Source data START

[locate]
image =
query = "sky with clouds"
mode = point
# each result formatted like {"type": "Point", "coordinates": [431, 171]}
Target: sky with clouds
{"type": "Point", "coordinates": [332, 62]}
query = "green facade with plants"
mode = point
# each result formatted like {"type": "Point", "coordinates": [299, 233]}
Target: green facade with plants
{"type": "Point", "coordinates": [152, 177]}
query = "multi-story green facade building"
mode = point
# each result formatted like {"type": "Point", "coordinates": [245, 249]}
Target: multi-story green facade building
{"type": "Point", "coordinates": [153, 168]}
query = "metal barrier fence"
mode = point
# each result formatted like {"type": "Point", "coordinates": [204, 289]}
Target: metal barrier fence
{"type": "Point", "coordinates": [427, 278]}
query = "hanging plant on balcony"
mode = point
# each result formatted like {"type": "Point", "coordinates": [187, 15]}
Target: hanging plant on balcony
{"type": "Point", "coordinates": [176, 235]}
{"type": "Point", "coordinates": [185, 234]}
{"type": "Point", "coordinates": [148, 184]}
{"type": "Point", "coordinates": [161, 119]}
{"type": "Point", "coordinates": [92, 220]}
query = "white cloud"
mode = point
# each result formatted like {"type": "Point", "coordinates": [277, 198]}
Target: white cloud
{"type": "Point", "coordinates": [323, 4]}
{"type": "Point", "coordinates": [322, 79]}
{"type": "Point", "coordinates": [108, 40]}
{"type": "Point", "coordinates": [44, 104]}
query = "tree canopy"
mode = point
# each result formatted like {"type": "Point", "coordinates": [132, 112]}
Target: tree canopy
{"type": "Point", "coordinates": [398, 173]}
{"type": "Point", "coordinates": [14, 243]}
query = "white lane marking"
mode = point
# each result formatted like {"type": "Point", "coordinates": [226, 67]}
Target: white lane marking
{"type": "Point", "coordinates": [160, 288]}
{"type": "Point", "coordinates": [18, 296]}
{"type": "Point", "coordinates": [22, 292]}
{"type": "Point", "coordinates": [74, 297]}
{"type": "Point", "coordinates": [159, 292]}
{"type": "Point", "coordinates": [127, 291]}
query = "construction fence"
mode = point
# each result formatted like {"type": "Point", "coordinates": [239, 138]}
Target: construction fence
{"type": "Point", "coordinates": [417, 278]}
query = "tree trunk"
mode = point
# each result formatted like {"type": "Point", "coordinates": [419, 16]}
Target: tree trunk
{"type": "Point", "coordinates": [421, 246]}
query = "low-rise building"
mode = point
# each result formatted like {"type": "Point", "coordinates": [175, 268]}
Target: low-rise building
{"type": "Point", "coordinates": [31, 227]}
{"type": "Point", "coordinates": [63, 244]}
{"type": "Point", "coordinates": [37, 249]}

Source data END

**What to produce**.
In the answer, return exactly the lines from the line containing "Target: tree trunk" to the end of the records above, and no others.

**Response to the exercise**.
Target: tree trunk
{"type": "Point", "coordinates": [421, 246]}
query = "low-rise building"
mode = point
# each result formatted like {"type": "Point", "coordinates": [175, 268]}
Target: low-rise building
{"type": "Point", "coordinates": [31, 227]}
{"type": "Point", "coordinates": [63, 244]}
{"type": "Point", "coordinates": [37, 249]}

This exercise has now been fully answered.